Short task:
Please edit the items below by replacing "pixel coordinates" with "image coordinates" everywhere it appears, keeping everything else the same. Leave the pictures out of your answer.

━━━ Provided information ━━━

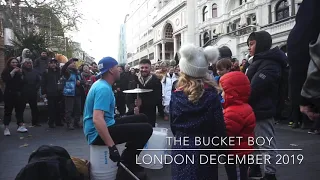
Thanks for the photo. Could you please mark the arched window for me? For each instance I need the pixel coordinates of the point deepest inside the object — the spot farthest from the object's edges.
(282, 10)
(214, 11)
(205, 13)
(206, 38)
(168, 31)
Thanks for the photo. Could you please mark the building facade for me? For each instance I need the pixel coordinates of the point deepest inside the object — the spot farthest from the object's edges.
(157, 28)
(229, 22)
(122, 55)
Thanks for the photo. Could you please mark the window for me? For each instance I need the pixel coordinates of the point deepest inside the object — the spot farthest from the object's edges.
(206, 38)
(168, 31)
(150, 43)
(282, 10)
(214, 11)
(242, 2)
(205, 13)
(143, 46)
(151, 56)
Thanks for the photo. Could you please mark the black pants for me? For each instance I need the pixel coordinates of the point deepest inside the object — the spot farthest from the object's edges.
(32, 100)
(135, 131)
(13, 100)
(233, 169)
(72, 109)
(54, 110)
(121, 103)
(160, 109)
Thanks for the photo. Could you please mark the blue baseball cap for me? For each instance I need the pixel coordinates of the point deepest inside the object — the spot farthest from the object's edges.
(105, 64)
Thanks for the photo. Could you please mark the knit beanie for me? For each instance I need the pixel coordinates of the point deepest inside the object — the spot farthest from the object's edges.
(225, 52)
(194, 61)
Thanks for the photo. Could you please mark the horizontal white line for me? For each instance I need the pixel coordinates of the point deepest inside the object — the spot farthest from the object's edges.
(220, 149)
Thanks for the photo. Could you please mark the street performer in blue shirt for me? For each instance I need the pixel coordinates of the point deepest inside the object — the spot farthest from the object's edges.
(100, 127)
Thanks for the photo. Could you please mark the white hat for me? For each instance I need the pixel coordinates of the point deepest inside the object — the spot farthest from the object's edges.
(194, 60)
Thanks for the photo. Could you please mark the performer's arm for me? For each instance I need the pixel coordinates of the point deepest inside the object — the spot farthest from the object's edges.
(101, 126)
(102, 104)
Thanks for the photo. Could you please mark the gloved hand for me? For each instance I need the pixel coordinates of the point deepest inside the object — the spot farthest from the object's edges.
(114, 154)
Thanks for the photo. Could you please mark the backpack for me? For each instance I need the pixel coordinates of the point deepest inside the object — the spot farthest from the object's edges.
(49, 163)
(283, 105)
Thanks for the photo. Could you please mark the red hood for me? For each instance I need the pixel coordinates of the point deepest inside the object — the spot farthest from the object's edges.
(236, 87)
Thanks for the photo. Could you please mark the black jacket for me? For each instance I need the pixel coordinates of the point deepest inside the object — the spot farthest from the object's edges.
(31, 80)
(149, 100)
(264, 74)
(49, 83)
(306, 30)
(13, 84)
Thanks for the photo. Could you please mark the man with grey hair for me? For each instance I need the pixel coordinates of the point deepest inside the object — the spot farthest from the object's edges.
(31, 85)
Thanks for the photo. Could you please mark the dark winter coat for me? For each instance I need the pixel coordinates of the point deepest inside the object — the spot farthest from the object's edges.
(202, 119)
(13, 84)
(305, 31)
(264, 74)
(41, 64)
(31, 80)
(149, 100)
(238, 114)
(49, 83)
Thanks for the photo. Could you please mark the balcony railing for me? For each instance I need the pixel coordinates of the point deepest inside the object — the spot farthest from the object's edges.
(227, 16)
(169, 7)
(280, 26)
(242, 8)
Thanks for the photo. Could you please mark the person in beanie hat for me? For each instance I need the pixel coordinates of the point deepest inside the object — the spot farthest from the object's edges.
(265, 74)
(72, 93)
(195, 109)
(50, 90)
(225, 52)
(101, 129)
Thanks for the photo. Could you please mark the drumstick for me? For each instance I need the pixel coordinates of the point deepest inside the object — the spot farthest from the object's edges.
(126, 169)
(137, 93)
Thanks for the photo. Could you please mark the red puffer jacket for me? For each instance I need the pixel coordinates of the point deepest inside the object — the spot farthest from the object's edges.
(238, 114)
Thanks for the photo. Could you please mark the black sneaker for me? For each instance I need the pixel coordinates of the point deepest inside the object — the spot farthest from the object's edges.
(255, 172)
(122, 174)
(269, 177)
(70, 127)
(60, 124)
(315, 132)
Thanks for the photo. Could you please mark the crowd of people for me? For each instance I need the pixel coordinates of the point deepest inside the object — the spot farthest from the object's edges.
(27, 81)
(205, 93)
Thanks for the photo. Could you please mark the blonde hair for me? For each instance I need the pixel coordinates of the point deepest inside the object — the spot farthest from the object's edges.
(194, 87)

━━━

Correct answer:
Thanks for the photo. Could you please mark the arched window for me? For each instance I need the image coordinates of the point deepest inside the object — the spot farthest from the object's edges.
(282, 10)
(214, 11)
(205, 13)
(206, 38)
(168, 31)
Thanks for the photo. Could you please mark the building facade for me? For each instance I need the image coordinates of the point deepest inside the object — the spot farthest from the object's edges.
(157, 28)
(229, 22)
(122, 55)
Thanks for the photo. Could you please mark the window for me? For each instance I need the image coordinates of the point deepest inside the object — the spot farthest from the object's edges.
(206, 38)
(168, 31)
(150, 43)
(282, 10)
(214, 11)
(242, 2)
(205, 13)
(143, 46)
(151, 56)
Thanks for the photo. Could you please mark the black pants for me? For each instance I need the image coordinates of the point deepest inside the object — the spot farthest from the object's edges.
(32, 100)
(135, 131)
(13, 100)
(233, 169)
(72, 109)
(54, 110)
(121, 103)
(160, 109)
Thanks for the photo. Could you please mark the blue baseball cap for me? For each instance I need the image coordinates of the point deepest inside the object — the spot farthest from the object's edges.
(105, 64)
Thanks for the photo. Could you please mark the knit beanie for me? For each instance I need the image coordinates of the point deepest inside the object — the spot farthest from the object's edges.
(225, 52)
(194, 61)
Thanks for the photo. Could you please mark the horizontal white line for me? For each instance I need the image coordinates of the point deepest inside the object — the spot farthest from the object's edges.
(220, 149)
Thanks for the photo. Could you please mark the street performer in blue shirt for me? For each instance I need the image coordinates of the point deepest inside the object — the spot farthest from the object's edges.
(100, 127)
Thanks for the photo. Could you please mark the white hat for me? For each instance I need the image coordinates of the point deepest inside the object — the spot farthest from the object's edges.
(194, 60)
Thanks for the photo. Could you please mark the performer's arm for me? For each instance I need the image coordinates of the point deepest inside the object — the spot farthest from the object's edges.
(101, 126)
(102, 104)
Thanks for the photo. Could you please mark the gloved hand for me? For each instance I need the image coordinates of the point deepest inside the object — the spot farthest from the object's edges.
(114, 154)
Thanks for the photo. Could you please mark the backpack for me? For each instance I need the image coordinates of the point deepest inside the object — the spot farthest from the object's edges.
(49, 163)
(283, 105)
Thanks for the photo. Could you please mark the red hood for me? For each instance I need the image coordinates of the point deepest inside the object — the spot farthest from the object's edges.
(236, 87)
Thanks for the photo. Could you please mark the black jacket for me? For each instance I need the image coordinates of the point deepest inside the object — the spot farthest from the object's edges.
(31, 80)
(149, 100)
(264, 74)
(49, 83)
(306, 30)
(13, 84)
Thanks for the photo. Could you please mark the man with grey hair for me? For each instance I need the image coordinates of the point deepest inside the object — the spot farthest from the object's edges.
(31, 85)
Thanks for the photo. Could you please mark the dark winter coat for me? For each instance I need the image coordinates of the point deepest inside the object — the spot farthest from the object's edges.
(202, 119)
(13, 84)
(305, 31)
(264, 74)
(41, 64)
(31, 80)
(149, 100)
(238, 114)
(49, 83)
Thanks for the photo. Could you please mark the balcony railing for me? For each instance I need the image coordinates of the point deepest inside the object — the spot farthest from the object's edges.
(227, 16)
(169, 7)
(280, 26)
(242, 8)
Thanks for the photo. Could you please mark the person in beanie hat for me? For each instance I need the image coordinates of the point deepest inside the object — the spot farthest from the object's edges.
(265, 74)
(72, 93)
(195, 109)
(50, 90)
(225, 52)
(101, 129)
Thanks for the photo. Could you please mark the drumstick for me? For each instance I need the image coordinates of the point deepest inside the object — the spot farthest from the object's edges.
(126, 169)
(137, 93)
Thanks for the photo. Could you please mark the red puffer jacket for me? For each instance I need the image coordinates of the point deepest inside the object — the spot farthest from the object's edges.
(238, 114)
Thanks for the photo. Could you please mark the black sneaker for me? For each instance I need the image coordinates of the point deepest inside the object — the spot farthest from the object's edges.
(255, 172)
(122, 174)
(269, 177)
(70, 127)
(60, 124)
(315, 132)
Thanks for the photo. Could you please mark the crowd of people for me? For each instance I need the image coordinates of the point deepest inside the object — the spot farthest from the object's edges.
(27, 81)
(205, 93)
Thanks for the photo. Could you please mark the blonde hair for me? For each instance I need the image coordinates of the point deepest inside the object — the spot farthest from the object's edges.
(194, 87)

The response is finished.